### Exercise goal:
Rewrite the lines below as a Markdown table with the columns Row and Line, starting with the first line and going on through the line containing "[(241, 89), (279, 86), (145, 92)]". Number each row and leave out any blank lines.
* BEGIN Listing *
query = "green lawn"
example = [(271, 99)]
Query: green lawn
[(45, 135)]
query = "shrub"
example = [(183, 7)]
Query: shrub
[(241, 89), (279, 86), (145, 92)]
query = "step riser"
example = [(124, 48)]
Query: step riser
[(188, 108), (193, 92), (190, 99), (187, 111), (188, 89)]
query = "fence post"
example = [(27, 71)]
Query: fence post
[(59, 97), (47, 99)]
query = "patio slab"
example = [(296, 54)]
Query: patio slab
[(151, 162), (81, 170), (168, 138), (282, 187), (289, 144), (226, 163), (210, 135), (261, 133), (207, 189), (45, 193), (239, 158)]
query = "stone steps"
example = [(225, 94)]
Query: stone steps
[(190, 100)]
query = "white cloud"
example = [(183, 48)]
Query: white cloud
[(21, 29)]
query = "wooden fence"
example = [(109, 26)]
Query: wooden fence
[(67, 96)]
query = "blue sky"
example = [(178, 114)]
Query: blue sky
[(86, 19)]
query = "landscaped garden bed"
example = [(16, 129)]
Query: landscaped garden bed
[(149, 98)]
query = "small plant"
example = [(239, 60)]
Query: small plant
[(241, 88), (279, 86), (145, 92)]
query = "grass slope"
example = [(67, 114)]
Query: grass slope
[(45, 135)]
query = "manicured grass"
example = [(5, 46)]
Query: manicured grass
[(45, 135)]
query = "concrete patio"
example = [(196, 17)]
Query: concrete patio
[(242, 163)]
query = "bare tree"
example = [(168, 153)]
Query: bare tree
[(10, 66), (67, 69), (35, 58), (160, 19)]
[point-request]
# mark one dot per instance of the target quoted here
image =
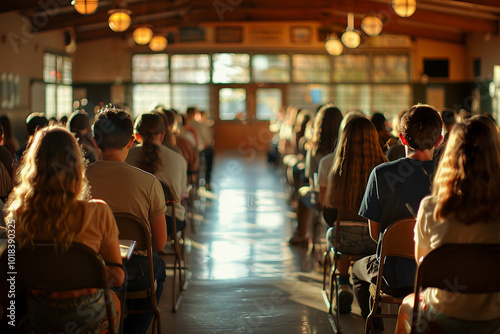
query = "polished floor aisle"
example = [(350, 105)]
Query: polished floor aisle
[(245, 277)]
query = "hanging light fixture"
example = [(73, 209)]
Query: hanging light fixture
[(85, 7), (404, 8), (333, 46), (350, 38), (119, 19), (142, 35), (372, 25), (158, 43)]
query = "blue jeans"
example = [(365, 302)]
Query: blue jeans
[(137, 280)]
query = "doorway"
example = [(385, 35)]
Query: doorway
[(243, 116)]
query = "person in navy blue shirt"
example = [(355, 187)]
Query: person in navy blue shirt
[(392, 188)]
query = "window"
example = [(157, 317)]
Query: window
[(231, 68), (232, 104), (150, 68), (350, 68), (390, 99), (269, 102), (308, 96), (184, 96), (58, 76), (390, 68), (146, 97), (349, 97), (271, 68), (190, 68), (311, 68)]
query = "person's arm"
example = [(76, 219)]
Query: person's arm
[(374, 228), (110, 253), (158, 232)]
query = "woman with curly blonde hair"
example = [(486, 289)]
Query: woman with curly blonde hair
[(462, 208), (51, 204), (357, 153)]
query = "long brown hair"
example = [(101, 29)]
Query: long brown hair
[(148, 126), (357, 153), (51, 181), (326, 128), (466, 184)]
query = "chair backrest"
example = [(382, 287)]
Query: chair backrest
[(475, 267), (170, 197), (458, 268), (397, 239), (45, 268), (132, 228)]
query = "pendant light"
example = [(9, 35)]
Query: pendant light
[(119, 19), (142, 35), (85, 7), (350, 38), (333, 46), (404, 8), (158, 43)]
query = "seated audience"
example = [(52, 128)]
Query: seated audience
[(34, 122), (128, 189), (461, 209), (51, 204), (79, 124), (357, 153), (168, 166), (326, 127), (392, 186)]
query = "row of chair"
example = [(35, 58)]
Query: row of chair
[(445, 264)]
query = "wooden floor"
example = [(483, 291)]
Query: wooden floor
[(245, 278)]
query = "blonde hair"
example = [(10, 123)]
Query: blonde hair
* END Listing *
### Finished task:
| Row | Line |
|---|---|
| 1 | query = "green lawn" |
| 2 | example = [(271, 99)] |
| 3 | Query: green lawn |
| 4 | [(45, 135)] |
| 5 | query = "shrub" |
| 6 | example = [(183, 7)] |
| 7 | Query: shrub |
| 8 | [(241, 89), (279, 86), (145, 92)] |